**Document excerpt:**
= = = = = = =

6.4 Lab: Media Cloud API

Below we will…

  • …download data from the MediaCloud API.
  • …create a simple graph that visualizes the number of articles referring to Russia.

Start by creating an MediaCloud account to obtain an API key here: https://explorer.mediacloud.org/#/user/profile

Then we have to ad this key as an environmental variable called MEDIACLOUD_API_KEY. We open the .Renviron files and add the following line: MEDIACLOUD_API_KEY=#you-key-here#.

usethis::edit_r_environ(scope = "user")

Subsequently, we install the corresponding R packages mediacloud.

# install.packages('pacman')
library(pacman)
p_load('httr', 'stringr',
'mediacloud', 'tidytext', 'quanteda', 'quanteda')

Then we check our rate limit, search for a particular news outlet and download the corresponding stories (only a few because it takes a long time..).

# Check your rate limit
mediacloud::check_rate_limit()

# Search for a particular media
mediacloud::search_media("New York Times")

# Collect articles within date range on Russia
# Very recent dates do not seem to work
data_russia <- search_stories(text = "Russia", 
                              media_id = 1, 
                              #after_date = "2021-01-1",
                              #before_date = "2021-12-31",
                              n = 10)

= = = = = = =

**Data supplied:**
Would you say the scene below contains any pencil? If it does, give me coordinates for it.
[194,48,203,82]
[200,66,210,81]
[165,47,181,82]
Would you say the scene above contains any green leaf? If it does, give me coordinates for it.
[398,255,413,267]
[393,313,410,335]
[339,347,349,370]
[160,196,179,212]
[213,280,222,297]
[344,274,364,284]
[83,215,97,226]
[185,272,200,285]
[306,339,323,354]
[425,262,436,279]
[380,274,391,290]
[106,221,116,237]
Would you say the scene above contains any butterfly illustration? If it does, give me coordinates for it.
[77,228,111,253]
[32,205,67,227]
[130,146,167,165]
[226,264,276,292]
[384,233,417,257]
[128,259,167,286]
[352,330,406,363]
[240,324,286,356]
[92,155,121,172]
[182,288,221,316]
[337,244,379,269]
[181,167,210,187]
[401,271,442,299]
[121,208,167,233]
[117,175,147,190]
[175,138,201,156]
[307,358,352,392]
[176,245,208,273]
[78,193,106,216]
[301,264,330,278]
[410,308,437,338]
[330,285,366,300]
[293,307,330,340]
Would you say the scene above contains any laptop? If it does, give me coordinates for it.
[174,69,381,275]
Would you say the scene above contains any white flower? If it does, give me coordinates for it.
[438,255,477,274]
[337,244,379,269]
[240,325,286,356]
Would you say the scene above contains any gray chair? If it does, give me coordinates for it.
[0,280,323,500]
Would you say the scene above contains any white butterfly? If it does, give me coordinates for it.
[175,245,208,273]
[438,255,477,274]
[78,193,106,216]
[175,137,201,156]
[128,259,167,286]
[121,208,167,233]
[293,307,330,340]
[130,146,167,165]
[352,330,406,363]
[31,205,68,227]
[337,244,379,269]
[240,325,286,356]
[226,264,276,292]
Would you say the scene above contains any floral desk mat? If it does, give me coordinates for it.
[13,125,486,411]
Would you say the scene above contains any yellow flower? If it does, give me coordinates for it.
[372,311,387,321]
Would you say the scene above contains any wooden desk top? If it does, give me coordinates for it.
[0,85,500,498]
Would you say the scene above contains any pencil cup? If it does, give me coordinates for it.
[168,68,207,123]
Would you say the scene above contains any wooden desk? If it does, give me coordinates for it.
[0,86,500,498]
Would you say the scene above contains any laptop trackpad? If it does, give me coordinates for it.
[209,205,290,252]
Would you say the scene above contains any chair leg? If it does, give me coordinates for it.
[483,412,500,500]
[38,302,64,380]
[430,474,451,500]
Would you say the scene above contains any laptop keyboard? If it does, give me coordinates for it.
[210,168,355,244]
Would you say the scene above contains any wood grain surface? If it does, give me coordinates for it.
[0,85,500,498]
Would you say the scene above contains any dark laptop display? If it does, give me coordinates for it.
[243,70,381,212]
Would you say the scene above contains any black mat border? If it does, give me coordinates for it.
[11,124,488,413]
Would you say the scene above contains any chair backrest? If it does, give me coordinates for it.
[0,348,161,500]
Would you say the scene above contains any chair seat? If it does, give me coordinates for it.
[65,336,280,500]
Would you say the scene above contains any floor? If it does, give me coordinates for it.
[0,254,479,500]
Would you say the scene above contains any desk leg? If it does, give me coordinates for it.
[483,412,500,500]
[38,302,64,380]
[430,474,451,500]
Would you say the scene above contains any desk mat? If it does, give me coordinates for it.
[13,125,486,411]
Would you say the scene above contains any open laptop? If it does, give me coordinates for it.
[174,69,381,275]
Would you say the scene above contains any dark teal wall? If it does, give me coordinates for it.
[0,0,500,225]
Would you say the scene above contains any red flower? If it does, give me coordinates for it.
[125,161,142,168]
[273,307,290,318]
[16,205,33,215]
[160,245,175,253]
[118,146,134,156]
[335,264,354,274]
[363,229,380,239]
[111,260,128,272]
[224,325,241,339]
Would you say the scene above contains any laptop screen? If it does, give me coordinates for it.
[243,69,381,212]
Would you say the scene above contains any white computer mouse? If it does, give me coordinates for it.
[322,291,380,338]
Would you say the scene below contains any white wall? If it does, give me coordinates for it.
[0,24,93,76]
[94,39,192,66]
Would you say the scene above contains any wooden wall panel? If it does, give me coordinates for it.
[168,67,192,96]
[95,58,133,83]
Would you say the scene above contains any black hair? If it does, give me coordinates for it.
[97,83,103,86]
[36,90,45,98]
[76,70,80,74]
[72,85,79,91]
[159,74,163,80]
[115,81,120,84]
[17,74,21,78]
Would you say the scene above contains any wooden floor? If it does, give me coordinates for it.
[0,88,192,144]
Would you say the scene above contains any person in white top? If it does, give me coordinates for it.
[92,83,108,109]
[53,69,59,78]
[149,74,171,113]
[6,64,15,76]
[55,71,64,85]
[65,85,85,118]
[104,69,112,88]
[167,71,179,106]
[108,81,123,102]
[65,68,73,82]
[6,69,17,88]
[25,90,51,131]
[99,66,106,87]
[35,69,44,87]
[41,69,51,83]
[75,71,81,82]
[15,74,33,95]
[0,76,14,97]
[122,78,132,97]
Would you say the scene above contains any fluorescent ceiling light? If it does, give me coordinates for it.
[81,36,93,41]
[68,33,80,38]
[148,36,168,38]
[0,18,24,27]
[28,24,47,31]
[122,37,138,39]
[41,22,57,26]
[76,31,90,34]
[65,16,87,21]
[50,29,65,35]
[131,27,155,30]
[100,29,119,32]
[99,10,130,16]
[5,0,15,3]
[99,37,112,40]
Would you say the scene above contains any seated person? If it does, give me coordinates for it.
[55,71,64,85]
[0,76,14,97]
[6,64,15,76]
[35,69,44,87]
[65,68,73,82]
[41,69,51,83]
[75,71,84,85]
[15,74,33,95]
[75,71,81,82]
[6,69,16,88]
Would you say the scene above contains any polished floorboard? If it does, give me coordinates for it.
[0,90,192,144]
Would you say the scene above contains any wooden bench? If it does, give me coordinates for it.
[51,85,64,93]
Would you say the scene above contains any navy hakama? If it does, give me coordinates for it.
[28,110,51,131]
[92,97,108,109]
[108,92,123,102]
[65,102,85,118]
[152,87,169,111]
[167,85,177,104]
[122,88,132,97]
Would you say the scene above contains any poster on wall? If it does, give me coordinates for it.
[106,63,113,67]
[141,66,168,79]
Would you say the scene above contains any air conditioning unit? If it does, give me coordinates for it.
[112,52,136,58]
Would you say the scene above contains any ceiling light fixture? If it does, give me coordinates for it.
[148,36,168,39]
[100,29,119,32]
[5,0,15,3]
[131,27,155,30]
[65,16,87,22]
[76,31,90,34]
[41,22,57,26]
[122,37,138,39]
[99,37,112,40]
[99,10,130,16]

= = = = = = =

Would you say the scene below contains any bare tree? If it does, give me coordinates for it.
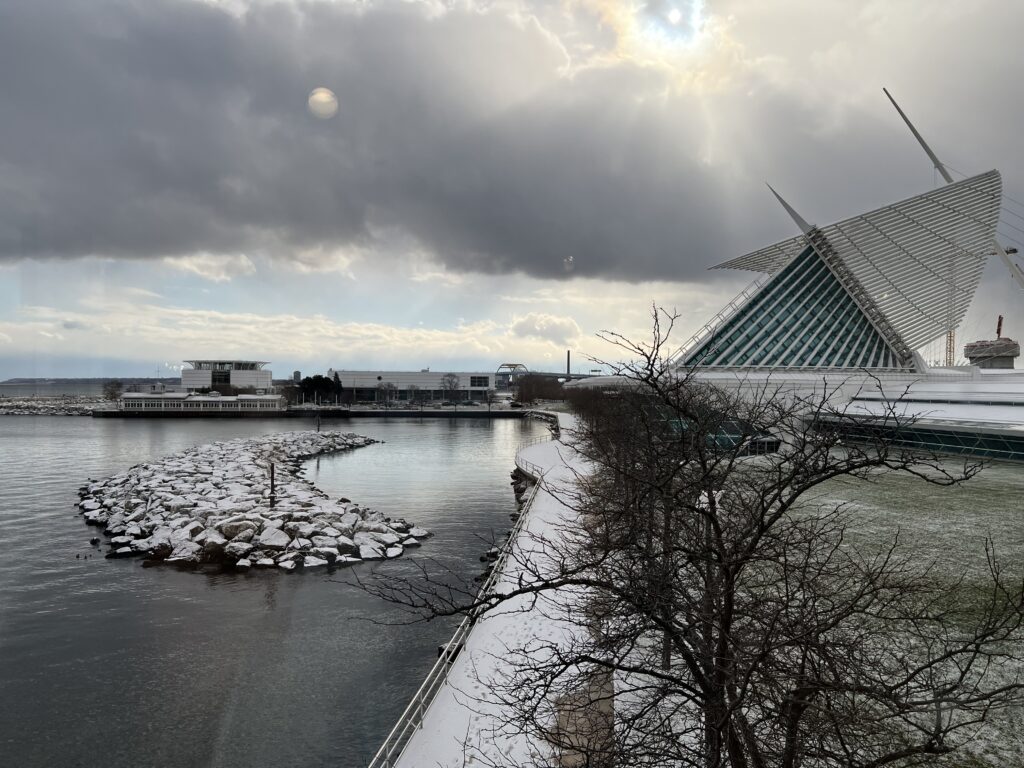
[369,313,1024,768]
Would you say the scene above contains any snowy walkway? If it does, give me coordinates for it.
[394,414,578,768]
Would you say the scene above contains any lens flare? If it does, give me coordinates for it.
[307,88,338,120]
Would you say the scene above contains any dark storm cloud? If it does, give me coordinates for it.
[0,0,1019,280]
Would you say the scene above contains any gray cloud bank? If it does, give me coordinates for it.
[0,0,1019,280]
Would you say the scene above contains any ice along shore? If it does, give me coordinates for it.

= = = = = = =

**Goal 1:** Name each R package listed in the p_load call in the Media Cloud API lab, giving each package only once.
**Goal 2:** Write the next part of the Media Cloud API lab, picking up right after its last line of code.

**Expected answer 1:** httr, stringr, mediacloud, tidytext, quanteda

**Expected answer 2:**
data_russia

Subsequently, we could explore different questions, e.g., how often and when was Russia mentioned in NYT articles?

First we aggregate the dataset to get the number of articles per day.

data_russia_date <- data_russia %>%
                      mutate(date = as_date(publish_date)) %>%
                      group_by(date) %>%
                        summarise(n = n())

Subsequently, we can visualize this number across time.

ggplot(data = data_russia_date,
       aes(x = date,
           y = n)) +
  geom_point() +
  scale_x_date(date_breaks = "1 month", 
               date_labels =  "%d %b %Y") +
  ylim(0,max(data_russia_date$n))